■ **WORK ORDER**: What lines of the data below hold "window"? Show them.

■ **Saved entries**:
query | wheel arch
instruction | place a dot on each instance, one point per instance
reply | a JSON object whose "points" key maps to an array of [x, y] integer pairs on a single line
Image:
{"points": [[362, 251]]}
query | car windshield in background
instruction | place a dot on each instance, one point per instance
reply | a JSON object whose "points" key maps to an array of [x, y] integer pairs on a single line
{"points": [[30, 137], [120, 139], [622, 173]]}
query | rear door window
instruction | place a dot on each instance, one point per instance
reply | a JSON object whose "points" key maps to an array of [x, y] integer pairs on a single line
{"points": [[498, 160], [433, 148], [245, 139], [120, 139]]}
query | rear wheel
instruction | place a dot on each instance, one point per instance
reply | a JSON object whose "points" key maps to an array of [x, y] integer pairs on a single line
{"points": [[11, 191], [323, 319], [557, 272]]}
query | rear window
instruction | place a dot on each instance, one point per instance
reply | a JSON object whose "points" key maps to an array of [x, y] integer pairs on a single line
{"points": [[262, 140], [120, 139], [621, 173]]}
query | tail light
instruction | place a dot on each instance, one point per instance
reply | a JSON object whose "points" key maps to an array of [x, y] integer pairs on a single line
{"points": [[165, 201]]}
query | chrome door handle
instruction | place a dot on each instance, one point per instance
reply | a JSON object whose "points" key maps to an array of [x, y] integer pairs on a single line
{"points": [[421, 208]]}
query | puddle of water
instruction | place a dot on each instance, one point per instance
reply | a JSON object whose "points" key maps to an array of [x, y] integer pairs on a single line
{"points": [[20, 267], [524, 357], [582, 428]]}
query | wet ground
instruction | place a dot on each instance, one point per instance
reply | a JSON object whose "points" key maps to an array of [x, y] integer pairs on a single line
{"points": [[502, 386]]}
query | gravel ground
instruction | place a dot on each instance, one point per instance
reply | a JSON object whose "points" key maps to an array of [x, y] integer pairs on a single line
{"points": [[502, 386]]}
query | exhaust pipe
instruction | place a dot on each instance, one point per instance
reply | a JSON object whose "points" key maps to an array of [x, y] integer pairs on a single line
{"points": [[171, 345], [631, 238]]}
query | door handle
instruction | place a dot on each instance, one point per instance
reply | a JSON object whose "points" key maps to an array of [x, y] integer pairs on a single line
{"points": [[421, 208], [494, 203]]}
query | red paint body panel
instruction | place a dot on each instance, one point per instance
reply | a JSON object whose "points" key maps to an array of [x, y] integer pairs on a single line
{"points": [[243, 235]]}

■ **RESPONSE BOX**:
query | rear door window
query | rear window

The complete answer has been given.